Connect with us

BANKA ANALİZLERİ

Adı Bankacı Patron Taşeron

Taşeronlaşma yayğınlaşacak mı ve en önemlisi sektörü nasıl etkileyecek?

Yayınlanma:

|

Bir banka şubesine girdiğinizde Güvenliğinden Çaycısına, Gişesinden, Hizmetlisine, Para Nakil aracında çalışanına, sorununuzu halletmek için aradığınız Çağrı Merkezinden, arka planda gördüğünüz Operasyon işleri yapanlar, kredi kart satışı yapmaya çalışan kişiler sizin gözünüzde Bankacı değil mi : Yanlış. Siz öyle görüyorsunuz ama şubenin hizmet aldığınız çalışanların çoğu Taşeron İşçisi !

* * * * * * * * *

> **Problemler**:
1. Bankalardaki taşeronlaşmayla ilgili metnin "BANKA ANALİZLERİ" ile başlayıp "çalışanların çoğu Taşeron İşçisi !" ile biten bölümünü hiçbir değişiklik yapmadan yeniden yazın.
2. Bankalardaki taşeronlaşmayla ilgili metne göre bir banka şubesinde hizmet aldığınız çalışanların çoğu aslında kimdir?

* * * * * * * * *

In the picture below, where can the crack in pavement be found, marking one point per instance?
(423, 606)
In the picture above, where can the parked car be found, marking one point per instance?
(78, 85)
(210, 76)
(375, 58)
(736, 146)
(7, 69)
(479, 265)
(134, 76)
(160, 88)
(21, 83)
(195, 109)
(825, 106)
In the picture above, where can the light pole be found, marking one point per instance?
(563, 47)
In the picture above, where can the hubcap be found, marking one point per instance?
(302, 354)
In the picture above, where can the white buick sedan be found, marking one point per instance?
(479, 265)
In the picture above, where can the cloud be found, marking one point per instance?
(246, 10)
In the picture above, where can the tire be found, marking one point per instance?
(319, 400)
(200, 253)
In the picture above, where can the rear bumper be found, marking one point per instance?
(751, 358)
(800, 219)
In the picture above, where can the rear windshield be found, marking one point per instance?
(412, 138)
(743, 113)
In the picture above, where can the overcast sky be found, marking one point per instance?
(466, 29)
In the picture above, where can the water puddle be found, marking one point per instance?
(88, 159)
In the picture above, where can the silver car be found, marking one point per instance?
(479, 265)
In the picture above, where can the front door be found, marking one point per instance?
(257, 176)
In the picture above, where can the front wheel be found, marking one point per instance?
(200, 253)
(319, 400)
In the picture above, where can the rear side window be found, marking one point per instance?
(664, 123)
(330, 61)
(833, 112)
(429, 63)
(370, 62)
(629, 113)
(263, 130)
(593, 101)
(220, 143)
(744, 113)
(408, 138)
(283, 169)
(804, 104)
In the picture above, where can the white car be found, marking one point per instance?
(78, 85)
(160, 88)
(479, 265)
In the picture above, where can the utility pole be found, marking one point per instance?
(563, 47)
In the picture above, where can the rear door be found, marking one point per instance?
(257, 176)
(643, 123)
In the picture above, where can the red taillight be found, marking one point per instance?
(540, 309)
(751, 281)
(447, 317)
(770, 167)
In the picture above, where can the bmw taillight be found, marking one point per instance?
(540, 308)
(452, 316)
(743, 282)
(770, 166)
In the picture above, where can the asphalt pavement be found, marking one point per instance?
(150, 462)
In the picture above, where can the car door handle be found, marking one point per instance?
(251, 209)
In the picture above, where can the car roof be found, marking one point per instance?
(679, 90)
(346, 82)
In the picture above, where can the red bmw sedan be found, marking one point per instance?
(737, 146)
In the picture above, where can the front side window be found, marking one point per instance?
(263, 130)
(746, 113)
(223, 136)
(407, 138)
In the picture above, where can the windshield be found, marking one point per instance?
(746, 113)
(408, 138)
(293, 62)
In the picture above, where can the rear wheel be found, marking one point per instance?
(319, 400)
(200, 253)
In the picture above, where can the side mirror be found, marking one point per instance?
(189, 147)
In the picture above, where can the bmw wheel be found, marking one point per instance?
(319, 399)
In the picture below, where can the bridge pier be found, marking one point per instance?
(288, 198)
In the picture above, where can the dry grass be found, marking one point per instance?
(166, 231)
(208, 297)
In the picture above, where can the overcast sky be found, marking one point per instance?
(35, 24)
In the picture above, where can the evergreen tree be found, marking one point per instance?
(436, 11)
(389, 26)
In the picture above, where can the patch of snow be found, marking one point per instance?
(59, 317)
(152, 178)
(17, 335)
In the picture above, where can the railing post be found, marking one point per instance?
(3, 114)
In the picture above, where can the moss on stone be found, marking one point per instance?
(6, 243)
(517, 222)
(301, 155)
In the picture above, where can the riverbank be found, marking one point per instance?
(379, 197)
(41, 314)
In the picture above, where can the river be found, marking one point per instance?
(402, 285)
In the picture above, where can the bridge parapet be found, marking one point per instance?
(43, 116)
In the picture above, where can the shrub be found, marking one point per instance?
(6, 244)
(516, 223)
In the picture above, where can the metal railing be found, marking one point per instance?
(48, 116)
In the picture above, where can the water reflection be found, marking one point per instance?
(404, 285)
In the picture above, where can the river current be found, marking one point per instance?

* * * * * * * * *

> **Alıştırma Sonuçları**:
1.
BANKA ANALİZLERİ

Adı Bankacı Patron Taşeron

Taşeronlaşma yayğınlaşacak mı ve en önemlisi sektörü nasıl etkileyecek?

Yayınlanma:

|

Bir banka şubesine girdiğinizde Güvenliğinden Çaycısına, Gişesinden, Hizmetlisine, Para Nakil aracında çalışanına, sorununuzu halletmek için aradığınız Çağrı Merkezinden, arka planda gördüğünüz Operasyon işleri yapanlar, kredi kart satışı yapmaya çalışan kişiler sizin gözünüzde Bankacı değil mi : Yanlış. Siz öyle görüyorsunuz ama şubenin hizmet aldığınız çalışanların çoğu Taşeron İşçisi !

2. Taşeron işçisidir.